Text section:

Showing posts with label Pete Rose. Show all posts
Showing posts with label Pete Rose. Show all posts

Friday, 1 December 2017

A Prairie Home Disillusionment

Good afternoon.

We live in an iconoclastic age.  Not an age of anti-heroes, but an age that seems to ostensibly be out to dismantle the concept of heroics altogether.  While people who knew these new villains may have a better perspective upon their purported villainy, to those such as myself with a more distant vantage point, the list of erstwhile heroes being exposed and exploded appears random in nature.

Except that it's not random.  People, that is to say women, men, and so on, have been rising up against the cruel, cowardly shadow of sexual harassment and assault and casting a blazing, disinfecting light on this problem that so many have faced in dread silence for so long.  It is a good day.

At the same time, I cannot be happy.
Frank Underwood is done.
The Don Cherry of baseball is done.
Charlie Rose fired.
Pete Rose fired.
Conrad Black is... going to hang around forever, it seems.
One by one, the scythe of sexual aggression is tipping the marble busts of powerful men over to come crashing down off their pedestals.  Some are surprising.  Some are not.  But the reckoning is here, and your very own hero could be next.

Having been born and raised in...
...very rural Saskatchewan..,
...my heroes are these great..,

 ...larger than life people...

...who represented the Prairies...

...on a larger stage...

...both north...

...and south of the border.

People with grit...

...integrity...

...and humility.

And while they weren't all perfect...
...neither were we..,

...but we were all from...


...and of...

...the Prairies.

Which brings me to this beacon of Prairie wisdom and humour:
Garrison Keillor.
There are not many, if any, that have served as a more pure, clear broadcaster of the culture and experience of prairie life than this man has over the past forever.  Indeed, A Prairie Home Companion was a prairie home companion.  In a world of the New York Yankees, the Ottawa Bubble, and Hollywood, you have to be very, very good - better than great - to be noticed above the cultural din created by those places other than home.  And Mr. Keillor managed to do it.

On Canada Day, July 1, 2016, Keillor recorded his final episode of the show, having done it since 1974.  He left as a legend.  Earlier this week, on November 29th, it was announced that Keillor's contract with Minnesota Public Radio had been terminated.  Further, the Prairie Home Companion would be no more and would undergo a name change in an effort to break with the allegedly sordid past.  A lifetime of humour, wit and culture, our culture, blotted.

Challenges:
A) Summarize the post in two sentences.
B) Rewrite the lines of the listing from the line containing "I need the bounding box for the braided" through the line containing "[110,8,456,343]", inclusive. Shift every bounding-box coordinate in them by -144 and leave everything else unchanged.
The listing that follows comes from a source unrelated to the post.

(Annotated coordinate records)
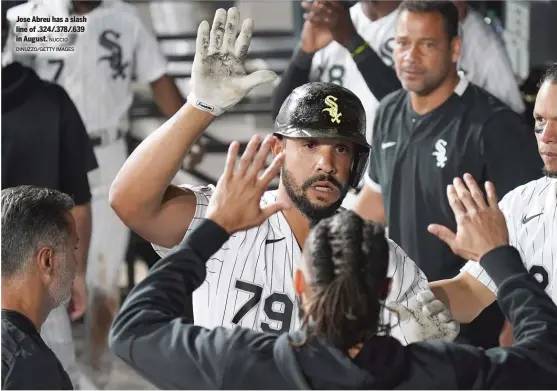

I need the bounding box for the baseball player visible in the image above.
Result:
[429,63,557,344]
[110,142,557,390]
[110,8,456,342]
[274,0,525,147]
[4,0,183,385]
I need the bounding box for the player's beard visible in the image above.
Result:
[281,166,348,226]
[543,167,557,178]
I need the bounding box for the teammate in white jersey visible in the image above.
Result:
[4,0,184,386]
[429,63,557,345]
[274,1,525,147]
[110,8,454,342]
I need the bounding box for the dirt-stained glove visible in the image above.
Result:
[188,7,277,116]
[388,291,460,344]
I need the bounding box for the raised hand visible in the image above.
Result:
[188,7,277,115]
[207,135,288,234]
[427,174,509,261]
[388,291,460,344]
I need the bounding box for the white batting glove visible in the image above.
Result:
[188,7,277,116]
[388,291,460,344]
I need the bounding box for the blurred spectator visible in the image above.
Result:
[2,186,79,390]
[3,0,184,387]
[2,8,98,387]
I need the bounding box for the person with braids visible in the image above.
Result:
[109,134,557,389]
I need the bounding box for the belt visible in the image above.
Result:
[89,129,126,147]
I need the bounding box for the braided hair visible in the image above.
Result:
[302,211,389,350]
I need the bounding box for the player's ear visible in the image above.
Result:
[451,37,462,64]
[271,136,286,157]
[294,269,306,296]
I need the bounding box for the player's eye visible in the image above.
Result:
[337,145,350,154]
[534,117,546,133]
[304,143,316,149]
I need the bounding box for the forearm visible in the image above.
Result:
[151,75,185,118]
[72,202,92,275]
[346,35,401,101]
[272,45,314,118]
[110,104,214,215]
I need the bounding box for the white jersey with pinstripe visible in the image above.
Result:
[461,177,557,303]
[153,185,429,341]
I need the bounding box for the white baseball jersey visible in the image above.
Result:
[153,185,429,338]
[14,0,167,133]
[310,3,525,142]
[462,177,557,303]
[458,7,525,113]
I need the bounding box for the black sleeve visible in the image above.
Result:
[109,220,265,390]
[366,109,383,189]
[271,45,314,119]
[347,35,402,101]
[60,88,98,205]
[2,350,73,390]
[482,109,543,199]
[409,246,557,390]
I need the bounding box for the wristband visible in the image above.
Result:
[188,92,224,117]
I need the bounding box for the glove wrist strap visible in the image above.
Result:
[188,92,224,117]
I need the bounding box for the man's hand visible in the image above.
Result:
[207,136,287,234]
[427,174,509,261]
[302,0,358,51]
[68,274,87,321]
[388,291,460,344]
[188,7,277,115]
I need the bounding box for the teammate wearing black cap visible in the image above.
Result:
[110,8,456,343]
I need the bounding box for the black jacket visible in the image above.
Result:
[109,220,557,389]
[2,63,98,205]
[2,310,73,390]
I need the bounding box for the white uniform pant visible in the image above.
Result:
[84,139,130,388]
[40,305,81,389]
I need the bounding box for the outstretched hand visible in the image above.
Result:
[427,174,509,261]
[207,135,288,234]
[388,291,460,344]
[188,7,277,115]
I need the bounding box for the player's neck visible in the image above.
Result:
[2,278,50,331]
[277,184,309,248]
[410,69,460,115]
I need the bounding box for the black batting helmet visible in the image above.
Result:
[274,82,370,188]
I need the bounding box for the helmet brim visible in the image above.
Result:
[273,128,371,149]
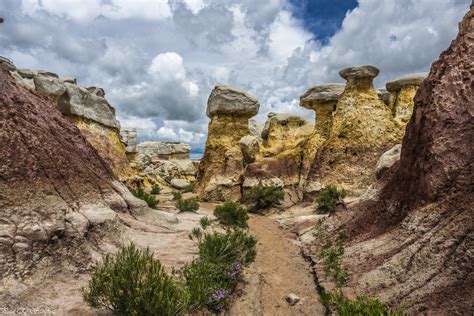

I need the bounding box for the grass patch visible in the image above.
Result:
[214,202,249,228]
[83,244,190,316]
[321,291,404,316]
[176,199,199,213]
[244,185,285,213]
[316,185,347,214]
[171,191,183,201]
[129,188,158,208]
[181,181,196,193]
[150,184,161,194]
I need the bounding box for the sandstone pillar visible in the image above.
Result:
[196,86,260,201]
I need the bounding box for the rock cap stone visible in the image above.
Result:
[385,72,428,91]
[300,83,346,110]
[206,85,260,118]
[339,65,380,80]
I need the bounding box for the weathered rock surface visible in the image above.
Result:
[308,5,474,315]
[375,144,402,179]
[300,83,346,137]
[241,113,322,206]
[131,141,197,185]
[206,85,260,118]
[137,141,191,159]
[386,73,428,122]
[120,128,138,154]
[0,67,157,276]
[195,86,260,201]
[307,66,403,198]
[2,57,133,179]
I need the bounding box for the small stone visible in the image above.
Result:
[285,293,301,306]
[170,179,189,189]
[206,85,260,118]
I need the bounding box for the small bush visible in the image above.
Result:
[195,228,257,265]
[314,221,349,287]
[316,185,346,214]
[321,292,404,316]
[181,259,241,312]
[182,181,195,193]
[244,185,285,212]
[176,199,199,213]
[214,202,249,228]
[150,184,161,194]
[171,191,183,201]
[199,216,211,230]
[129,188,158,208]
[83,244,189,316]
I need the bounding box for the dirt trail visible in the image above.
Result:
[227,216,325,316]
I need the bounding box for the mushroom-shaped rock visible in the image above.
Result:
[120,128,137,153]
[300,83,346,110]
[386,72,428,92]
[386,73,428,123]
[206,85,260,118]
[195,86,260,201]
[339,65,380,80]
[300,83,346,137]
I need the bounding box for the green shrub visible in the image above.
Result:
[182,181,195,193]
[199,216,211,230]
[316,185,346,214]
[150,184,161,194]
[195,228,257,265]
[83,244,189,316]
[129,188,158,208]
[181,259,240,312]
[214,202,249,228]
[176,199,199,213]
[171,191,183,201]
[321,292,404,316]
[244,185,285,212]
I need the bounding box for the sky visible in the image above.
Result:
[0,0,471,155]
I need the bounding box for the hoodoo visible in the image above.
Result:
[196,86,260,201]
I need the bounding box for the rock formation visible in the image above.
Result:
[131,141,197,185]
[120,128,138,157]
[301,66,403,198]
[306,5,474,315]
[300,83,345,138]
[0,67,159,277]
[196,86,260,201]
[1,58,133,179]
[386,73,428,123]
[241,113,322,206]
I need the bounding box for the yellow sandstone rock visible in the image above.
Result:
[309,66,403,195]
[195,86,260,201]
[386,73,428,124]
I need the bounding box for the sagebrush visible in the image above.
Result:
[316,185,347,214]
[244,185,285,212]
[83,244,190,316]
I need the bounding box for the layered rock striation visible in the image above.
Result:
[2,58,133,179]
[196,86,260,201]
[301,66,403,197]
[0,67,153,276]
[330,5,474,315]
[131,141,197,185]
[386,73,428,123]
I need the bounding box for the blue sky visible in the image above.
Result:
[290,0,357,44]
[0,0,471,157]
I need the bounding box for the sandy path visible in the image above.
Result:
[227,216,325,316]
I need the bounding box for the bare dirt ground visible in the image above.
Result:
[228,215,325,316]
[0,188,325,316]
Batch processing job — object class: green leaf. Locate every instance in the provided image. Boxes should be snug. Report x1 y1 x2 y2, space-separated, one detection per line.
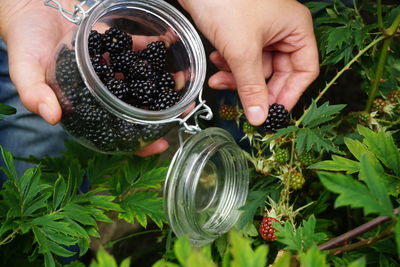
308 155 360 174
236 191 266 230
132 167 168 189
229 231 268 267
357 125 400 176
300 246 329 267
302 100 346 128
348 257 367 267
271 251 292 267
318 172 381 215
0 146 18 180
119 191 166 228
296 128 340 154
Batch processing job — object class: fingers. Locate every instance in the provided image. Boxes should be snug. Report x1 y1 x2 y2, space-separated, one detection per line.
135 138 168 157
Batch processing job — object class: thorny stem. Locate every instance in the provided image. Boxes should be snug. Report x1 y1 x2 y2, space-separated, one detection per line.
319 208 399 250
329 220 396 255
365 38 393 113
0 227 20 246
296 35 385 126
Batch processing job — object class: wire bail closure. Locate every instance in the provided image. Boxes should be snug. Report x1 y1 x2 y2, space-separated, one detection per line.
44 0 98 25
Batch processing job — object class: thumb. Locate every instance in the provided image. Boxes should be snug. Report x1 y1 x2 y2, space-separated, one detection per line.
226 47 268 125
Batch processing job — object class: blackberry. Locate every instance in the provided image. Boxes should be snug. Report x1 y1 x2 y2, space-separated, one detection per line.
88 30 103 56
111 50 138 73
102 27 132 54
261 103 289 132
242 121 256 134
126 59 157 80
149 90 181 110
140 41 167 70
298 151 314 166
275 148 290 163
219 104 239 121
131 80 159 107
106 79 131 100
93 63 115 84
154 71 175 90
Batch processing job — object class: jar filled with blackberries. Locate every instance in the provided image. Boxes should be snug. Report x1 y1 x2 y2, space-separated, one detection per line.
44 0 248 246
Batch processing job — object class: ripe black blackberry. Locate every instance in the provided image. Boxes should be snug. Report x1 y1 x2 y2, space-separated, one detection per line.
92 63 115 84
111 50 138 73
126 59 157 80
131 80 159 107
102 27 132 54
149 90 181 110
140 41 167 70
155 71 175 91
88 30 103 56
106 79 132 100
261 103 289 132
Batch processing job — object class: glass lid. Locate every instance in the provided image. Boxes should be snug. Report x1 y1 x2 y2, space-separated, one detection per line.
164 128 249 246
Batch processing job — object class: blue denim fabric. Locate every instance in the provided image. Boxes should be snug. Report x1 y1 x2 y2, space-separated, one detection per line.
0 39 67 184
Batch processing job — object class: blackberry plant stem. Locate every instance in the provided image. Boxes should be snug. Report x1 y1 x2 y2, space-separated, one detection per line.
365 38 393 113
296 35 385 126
---
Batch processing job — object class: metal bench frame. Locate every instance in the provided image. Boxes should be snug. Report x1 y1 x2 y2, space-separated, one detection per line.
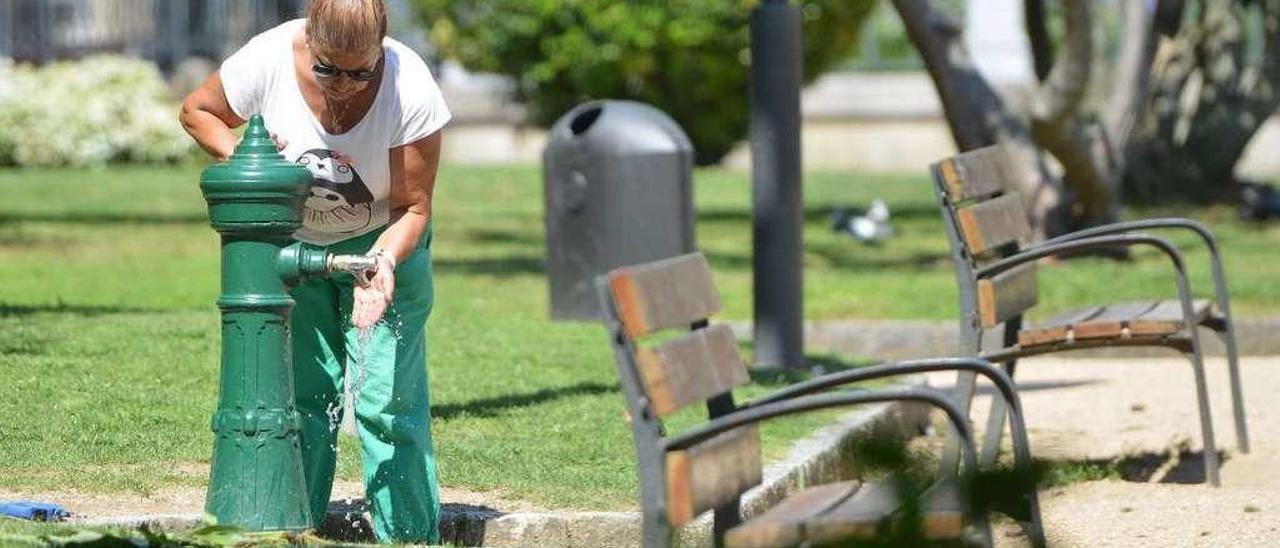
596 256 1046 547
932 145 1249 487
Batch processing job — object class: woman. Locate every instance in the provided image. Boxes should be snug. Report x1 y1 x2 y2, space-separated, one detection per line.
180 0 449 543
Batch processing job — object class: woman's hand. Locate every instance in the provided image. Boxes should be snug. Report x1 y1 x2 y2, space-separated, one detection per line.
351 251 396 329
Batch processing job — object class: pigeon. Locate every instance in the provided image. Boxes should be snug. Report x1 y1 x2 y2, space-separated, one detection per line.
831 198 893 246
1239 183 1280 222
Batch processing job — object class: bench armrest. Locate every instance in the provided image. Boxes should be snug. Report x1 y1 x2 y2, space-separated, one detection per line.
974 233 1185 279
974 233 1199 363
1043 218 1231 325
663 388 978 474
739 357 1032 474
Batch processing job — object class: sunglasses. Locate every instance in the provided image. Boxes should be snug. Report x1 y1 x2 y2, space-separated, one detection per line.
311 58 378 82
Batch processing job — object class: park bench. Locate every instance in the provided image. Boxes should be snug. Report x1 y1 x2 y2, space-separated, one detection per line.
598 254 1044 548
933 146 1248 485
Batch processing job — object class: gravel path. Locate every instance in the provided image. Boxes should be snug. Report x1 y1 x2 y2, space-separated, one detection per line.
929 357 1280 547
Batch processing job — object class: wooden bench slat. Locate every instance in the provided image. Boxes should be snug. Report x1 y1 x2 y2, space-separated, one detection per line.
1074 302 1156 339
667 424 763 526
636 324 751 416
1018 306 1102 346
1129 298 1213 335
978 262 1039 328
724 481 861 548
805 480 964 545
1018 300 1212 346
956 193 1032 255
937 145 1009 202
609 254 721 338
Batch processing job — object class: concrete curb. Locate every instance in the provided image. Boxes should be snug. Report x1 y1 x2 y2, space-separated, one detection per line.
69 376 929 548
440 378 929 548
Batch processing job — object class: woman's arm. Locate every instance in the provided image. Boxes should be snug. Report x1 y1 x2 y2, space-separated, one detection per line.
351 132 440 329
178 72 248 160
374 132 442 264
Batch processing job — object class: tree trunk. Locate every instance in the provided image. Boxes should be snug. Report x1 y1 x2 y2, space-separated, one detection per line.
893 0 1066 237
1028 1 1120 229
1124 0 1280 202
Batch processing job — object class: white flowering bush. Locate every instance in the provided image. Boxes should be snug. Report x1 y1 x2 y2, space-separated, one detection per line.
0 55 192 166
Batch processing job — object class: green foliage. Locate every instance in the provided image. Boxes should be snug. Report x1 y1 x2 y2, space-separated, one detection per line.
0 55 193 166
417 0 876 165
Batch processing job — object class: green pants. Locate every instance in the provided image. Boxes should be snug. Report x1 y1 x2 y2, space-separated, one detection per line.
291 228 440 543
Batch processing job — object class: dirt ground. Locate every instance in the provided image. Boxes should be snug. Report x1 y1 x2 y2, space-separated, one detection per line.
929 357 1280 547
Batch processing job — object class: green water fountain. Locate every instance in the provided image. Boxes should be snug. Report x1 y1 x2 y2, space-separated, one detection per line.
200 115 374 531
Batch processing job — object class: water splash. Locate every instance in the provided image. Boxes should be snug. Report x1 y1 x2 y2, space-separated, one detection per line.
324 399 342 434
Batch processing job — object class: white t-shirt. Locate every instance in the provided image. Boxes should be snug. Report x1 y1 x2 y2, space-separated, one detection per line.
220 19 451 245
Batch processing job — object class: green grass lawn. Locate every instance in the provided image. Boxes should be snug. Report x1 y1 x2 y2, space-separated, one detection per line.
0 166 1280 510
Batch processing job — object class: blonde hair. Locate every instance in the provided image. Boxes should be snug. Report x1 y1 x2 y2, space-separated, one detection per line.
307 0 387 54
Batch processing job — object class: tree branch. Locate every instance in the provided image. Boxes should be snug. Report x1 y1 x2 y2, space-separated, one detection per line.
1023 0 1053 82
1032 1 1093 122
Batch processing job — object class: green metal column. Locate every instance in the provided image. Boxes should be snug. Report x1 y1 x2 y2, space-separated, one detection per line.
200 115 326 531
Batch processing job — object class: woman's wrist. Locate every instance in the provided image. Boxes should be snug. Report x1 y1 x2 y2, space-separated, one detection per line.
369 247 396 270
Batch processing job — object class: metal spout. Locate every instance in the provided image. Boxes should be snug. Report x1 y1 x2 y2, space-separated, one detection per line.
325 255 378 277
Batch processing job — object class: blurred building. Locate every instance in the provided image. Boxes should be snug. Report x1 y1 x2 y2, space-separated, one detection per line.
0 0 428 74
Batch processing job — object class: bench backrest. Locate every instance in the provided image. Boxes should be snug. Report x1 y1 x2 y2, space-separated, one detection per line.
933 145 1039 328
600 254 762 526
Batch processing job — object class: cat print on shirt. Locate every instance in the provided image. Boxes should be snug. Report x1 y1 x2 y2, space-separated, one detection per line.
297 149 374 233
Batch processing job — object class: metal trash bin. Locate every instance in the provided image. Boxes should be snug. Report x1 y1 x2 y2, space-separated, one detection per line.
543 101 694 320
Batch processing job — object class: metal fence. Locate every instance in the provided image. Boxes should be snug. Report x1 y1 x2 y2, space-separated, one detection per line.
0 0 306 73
---
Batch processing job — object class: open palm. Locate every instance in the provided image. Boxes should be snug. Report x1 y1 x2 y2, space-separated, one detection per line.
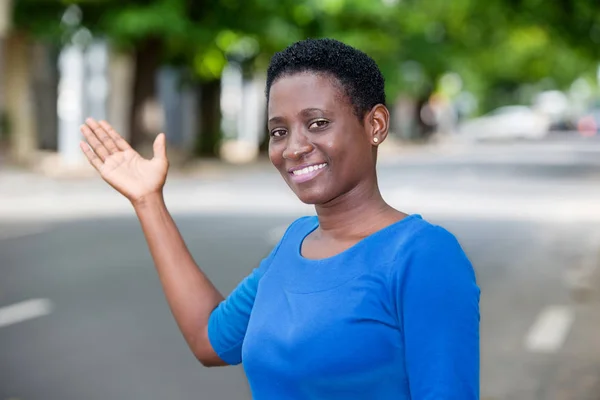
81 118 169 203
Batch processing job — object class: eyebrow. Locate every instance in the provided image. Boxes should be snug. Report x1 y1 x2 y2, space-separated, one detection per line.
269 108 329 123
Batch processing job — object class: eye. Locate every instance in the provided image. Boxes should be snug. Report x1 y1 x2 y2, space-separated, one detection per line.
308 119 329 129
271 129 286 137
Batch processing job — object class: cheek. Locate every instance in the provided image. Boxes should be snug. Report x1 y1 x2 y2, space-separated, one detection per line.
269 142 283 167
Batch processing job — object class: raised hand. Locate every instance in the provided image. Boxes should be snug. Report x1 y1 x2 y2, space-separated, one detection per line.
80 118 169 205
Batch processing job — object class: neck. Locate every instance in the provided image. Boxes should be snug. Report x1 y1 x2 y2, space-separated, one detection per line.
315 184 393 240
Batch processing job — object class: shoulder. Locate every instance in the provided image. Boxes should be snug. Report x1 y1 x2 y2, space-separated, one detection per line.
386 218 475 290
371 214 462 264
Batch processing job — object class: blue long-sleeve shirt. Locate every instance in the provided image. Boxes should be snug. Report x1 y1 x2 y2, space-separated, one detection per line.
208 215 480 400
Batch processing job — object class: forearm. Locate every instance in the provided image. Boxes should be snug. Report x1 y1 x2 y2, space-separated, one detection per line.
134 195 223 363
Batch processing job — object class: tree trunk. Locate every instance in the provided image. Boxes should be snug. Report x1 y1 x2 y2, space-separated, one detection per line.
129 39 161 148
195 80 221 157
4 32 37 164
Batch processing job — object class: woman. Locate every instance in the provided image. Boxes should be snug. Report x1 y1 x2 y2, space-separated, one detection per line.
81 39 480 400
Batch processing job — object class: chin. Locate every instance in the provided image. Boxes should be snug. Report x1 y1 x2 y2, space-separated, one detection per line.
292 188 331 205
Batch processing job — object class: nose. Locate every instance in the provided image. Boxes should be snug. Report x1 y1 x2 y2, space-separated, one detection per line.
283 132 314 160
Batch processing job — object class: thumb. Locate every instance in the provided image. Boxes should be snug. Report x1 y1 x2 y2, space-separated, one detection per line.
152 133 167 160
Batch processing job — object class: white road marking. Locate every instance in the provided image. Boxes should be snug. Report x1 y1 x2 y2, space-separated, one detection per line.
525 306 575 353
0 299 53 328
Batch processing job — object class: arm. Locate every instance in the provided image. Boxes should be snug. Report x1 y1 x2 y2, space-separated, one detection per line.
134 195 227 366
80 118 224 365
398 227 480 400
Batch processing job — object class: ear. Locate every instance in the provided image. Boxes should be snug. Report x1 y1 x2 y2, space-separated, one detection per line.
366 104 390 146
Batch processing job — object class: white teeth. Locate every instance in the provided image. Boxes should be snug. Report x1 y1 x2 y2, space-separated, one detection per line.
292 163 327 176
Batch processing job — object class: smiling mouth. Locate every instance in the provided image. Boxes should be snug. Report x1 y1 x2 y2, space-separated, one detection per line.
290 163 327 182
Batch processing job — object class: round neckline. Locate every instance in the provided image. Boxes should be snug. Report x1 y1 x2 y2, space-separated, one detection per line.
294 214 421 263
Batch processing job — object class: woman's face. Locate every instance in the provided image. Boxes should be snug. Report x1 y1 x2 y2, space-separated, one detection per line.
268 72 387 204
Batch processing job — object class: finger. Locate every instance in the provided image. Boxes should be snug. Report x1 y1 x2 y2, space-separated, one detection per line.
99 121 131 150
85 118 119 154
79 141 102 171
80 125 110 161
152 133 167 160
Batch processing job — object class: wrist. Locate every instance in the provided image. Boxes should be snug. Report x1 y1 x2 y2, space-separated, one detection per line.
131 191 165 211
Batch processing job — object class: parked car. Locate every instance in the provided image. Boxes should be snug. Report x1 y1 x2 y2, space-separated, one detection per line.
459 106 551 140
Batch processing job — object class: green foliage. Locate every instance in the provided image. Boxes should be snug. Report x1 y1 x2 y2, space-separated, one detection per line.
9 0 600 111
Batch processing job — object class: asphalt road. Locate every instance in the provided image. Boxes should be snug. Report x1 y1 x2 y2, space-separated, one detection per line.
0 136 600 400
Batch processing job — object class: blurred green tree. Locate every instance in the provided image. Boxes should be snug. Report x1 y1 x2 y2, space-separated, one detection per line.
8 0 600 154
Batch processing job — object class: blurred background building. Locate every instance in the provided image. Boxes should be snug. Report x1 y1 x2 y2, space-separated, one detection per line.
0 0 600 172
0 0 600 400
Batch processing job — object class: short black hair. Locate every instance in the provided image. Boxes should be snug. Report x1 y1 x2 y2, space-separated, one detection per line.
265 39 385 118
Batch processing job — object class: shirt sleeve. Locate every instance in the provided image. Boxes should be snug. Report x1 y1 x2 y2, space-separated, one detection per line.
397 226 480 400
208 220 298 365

Task-by-task solutions:
A) The post observes that people are exposing sexual harassment and assault by powerful men, which the author calls a good thing while admitting to being unable to feel happy as these heroes fall. It then presents Garrison Keillor as an outstanding voice of prairie life whose show ended its run on July 1, 2016, after which his contract with Minnesota Public Radio was terminated and the show was set to be renamed, as announced on November 29th.

B)
I need the bounding box for the braided hair visible in the image above.
Result:
[158,67,245,206]
I need the bounding box for the player's ear visible in the image above.
Result:
[307,-107,318,-80]
[127,-8,142,13]
[150,125,162,152]
I need the bounding box for the player's eye visible in the image above.
Result:
[193,1,206,10]
[390,-27,402,-11]
[160,-1,172,5]
I need the bounding box for the forearm visible in the image above.
Result:
[7,-69,41,-26]
[-72,58,-52,131]
[202,-109,257,-43]
[128,-99,170,-26]
[-34,-40,70,71]
I need the bounding box for the white jersey with pinstripe visible in the image above.
Result:
[317,33,413,159]
[9,41,285,197]
I need the bounding box for the white baseball jersey visible in the image above.
Result:
[9,41,285,194]
[-130,-144,23,-11]
[166,-141,381,-2]
[318,33,413,159]
[314,-137,381,-31]
I need the bounding box for the black sleeve visible in the image above.
Result:
[-35,76,121,246]
[222,-35,239,45]
[127,-99,170,-25]
[203,-109,258,-43]
[-84,-56,-46,61]
[-142,206,-71,246]
[338,-35,399,55]
[265,102,413,246]
I need the bounding box for the wristband visible in the image above.
Result:
[44,-52,80,-27]
I need the bounding box for the glove wrist strap visible in the image above.
Result:
[44,-52,80,-27]
I need the bounding box for the man's hand visible in the image above.
Result:
[63,-8,143,90]
[283,30,365,117]
[158,-144,214,-93]
[-76,130,-57,177]
[244,147,316,200]
[44,-137,133,-29]
I need the bounding box for the teammate wearing black cap visible in the image above.
Result:
[-34,-136,312,199]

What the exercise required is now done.